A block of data
□ □ □

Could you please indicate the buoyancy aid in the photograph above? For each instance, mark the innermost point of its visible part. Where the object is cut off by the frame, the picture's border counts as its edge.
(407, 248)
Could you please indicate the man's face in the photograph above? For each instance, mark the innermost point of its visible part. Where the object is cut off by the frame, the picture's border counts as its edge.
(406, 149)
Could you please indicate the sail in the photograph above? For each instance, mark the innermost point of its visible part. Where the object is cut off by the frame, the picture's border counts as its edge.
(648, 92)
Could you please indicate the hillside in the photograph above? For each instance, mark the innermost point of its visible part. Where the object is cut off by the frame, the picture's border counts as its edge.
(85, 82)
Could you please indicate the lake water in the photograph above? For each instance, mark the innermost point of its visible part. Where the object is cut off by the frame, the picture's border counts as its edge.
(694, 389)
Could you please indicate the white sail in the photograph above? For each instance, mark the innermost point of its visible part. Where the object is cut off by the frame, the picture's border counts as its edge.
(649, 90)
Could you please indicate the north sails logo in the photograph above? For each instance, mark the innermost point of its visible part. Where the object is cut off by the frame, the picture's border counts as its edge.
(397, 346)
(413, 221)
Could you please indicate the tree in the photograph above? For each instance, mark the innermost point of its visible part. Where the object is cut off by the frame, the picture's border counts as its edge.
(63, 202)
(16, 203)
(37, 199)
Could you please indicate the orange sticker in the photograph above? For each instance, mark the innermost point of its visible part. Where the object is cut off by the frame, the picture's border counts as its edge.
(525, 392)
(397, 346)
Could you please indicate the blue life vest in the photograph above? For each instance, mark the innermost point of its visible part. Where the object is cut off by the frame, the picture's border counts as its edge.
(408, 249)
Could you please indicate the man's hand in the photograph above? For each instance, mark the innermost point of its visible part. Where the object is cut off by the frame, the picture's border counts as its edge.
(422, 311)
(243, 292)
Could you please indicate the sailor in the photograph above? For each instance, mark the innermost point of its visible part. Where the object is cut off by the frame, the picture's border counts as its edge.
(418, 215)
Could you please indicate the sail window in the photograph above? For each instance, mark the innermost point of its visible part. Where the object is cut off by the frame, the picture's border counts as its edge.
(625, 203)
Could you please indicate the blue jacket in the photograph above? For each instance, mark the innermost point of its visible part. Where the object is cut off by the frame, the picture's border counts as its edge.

□ □ □

Return the lines above exactly, keeping every word.

Reply:
Could you please indicate the buoyancy aid in the photograph above? For each instance, mark the innermost point of its visible part. Where the object is cut off by the frame, the picture's border counts as its edge.
(407, 248)
Could you please indicate the man's face in the photograph above? For each instance, mark the innermost point of its visible part. Where the object is cut off by the frame, the picture's border counts as its edge.
(406, 149)
Could you please indicate the sail in the photograph above? For each instance, mark the innermost point of its visible part. Where the object is cut off by the frame, the picture's border counts as its edge.
(648, 92)
Could you please indicate the hillside in the photograph above? For each instance, mark the innermost point of its visible part. Where the object is cut off by the frame, the picture's border counts as its edge.
(85, 82)
Could you please indicate the lake water in the photograph above? For each instance, mark the innermost point of its visible part. Where the object is cut off by the frame, the picture's border counts as its edge.
(694, 389)
Could you please indicate the white sail in the photograph above? For each instance, mark the innermost point of its visible part. Where the object is cut off by the frame, the picture's border counts as its edge.
(649, 90)
Could you please indicate the north sails logo in the photograph above? For each instance, mark the innermost point of its visible part. Where the object is cut off by the frame, the picture's border counts as its edge.
(397, 346)
(413, 221)
Could you please indicate the tree in the photograph above? For each instance, mark the innermost point of its visible part. Where the object is cut off by the frame, the picture's border counts as its edge.
(63, 202)
(16, 203)
(37, 199)
Could you please indicate the orange sticker in the photograph above? For each instance, mark the innermost point of its visible part. Where the object is cut off by the frame, the picture's border counts as its edge.
(525, 392)
(397, 346)
Could you please indicate the blue life vest in the photograph above? For each instance, mark the innermost point of its visible part. Where the object is cut off by the frame, the picture's border counts as its edge.
(408, 249)
Could you please indicate the man's hand in the photograph above? For each instance, mark the innermost point of its visible part. Where the object is cut off by the frame, the picture's border counts as its edge.
(422, 311)
(243, 292)
Could you please indicate the sailor in the photograph above? For each instance, mark the innermost point of its visible part. Where the object is cut off by the frame, the picture's border counts as its edge.
(418, 215)
Could you please indicate the sail window in the photograph above? For each instance, mark the innermost point of its visible part. Where the object is cut off by the frame, the picture's border counts as its edge.
(625, 203)
Could you please indicate the blue jacket in the photograph above? For each instance, mark the innermost point of its visible part. Where the object is cut off by the frame, the picture's border counts as its edge.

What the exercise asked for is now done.